Textabschnitt =
------------

Windige Geschichten

Scirocco und Bora: Zwei Winde wie zwei Brüder, die unterschiedlicher kaum sein könnten. Zwei Wetterphänomene, die das Leben der Menschen in der Lagune prägen. Seit sich die Menschen raus aufs Meer gewagt haben, sind sie mit den Winden schicksalshaft verbunden. Heute noch üben die unbändigen Kräfte bewegter Luft eine Faszination aus. Warum sonst sind wir an manchen Tagen „durch den Wind“, fühlen uns „vom Winde verweht“ oder spüren, wenn „ein schärferer Wind weht“? Und wer war nicht schon einmal ziemlich ratlos, als das Kind fragte: „Was macht der Wind, wenn er nicht weht?“ Wir glauben ja, dass er sich hinter der Lagune ein Bett aus frischem Meerschaum baut und seinen Kopf auf eine Wolke bettet. Vielleicht träumt er dann von seinen Brüdern Bora und Scirocco. Über die zwei gibt es nämlich jede Menge zu erzählen:

Der heiße Atem der Wüste

Während der berühmte Bora am Nordpol geboren wird, liegt die Wiege seines Bruders im Süden. Der Scirocco ist heißblütig und wirbelt ganz schön Staub auf. Jedes Mal, wenn er übers Land fegt, bringt er ein Geschenk aus einer Heimat mit. Und so trägt er Tonnen von Saharastaub bis hinauf auf die Alpengletscher. Uns hier schenkt er zuerst eine drückende Schwüle und einen trüben Himmel und manchmal sogar einen „Blutregen“. Doch insgesamt ist der Südwind nicht so fürchterlich, wie er klingt. Unter Seeleuten gilt er als manierlich, nur selten präsentiert er sich als Sturm tropischen Ausmaßes. Meist belässt er es bei etwas Donnergrollen und lebhaftem Wellengang.

------------

Aufgabenliste =
[1] Zähle alle Redewendungen mit dem Wort „Wind“ auf, die der Text über Scirocco und Bora in der Frage ab „Warum sonst sind wir an manchen Tagen“ anführt.
[2] Schreibe den Text über Scirocco und Bora im gleichen Ton weiter, im Anschluss an seinen letzten Satz.
Die Daten stammen aus einer anderen Quelle als der Text.

Inhalt des Datensatzes =
------------

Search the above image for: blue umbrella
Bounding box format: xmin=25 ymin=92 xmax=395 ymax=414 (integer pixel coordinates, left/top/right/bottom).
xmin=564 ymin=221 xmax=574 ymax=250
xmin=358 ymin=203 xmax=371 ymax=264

------------

Die Antworten =
[1] „durch den Wind“, „vom Winde verweht“, „ein schärferer Wind weht“

[2]
 

Mystischer Sohn des Nordens

Um sich die kräftigen Winterstürme zu erklären, die seit Menschengedenken über dem Mittelmeer toben, dachten sich die alten Griechen einen Gott aus, der seinem realen Vorbild in seiner stürmischen Natur um nichts nachsteht: Der Titanensohn Boreas, „der Nördliche“ beglückte als ungestümer Hengst königliche Stuten und entführte tanzende Nymphen. Auch im antiken Rom kannte und fürchtete man den geflügelten Tunichtgut und nannte ihn Aquilo. Auch wenn wir längst wissen, wie Winde wirklich entstehen und die Menschen gelernt haben das Wetter nicht nur zu deuten, sondern sogar vorherzusagen, umgibt die Winde, die von Zeit zu Zeit über die Sonneninsel fegen, etwas Mystisches. Man muss kein sonderlich gläubiger Mensch sein, um der Schöpfung Ehrfurcht zu erbieten, sondern sich einfach an einem stürmischen Tag mit offenen Haaren und ausgebreiteten Armen am Lagunenstrand gegen den Wind zu stellen.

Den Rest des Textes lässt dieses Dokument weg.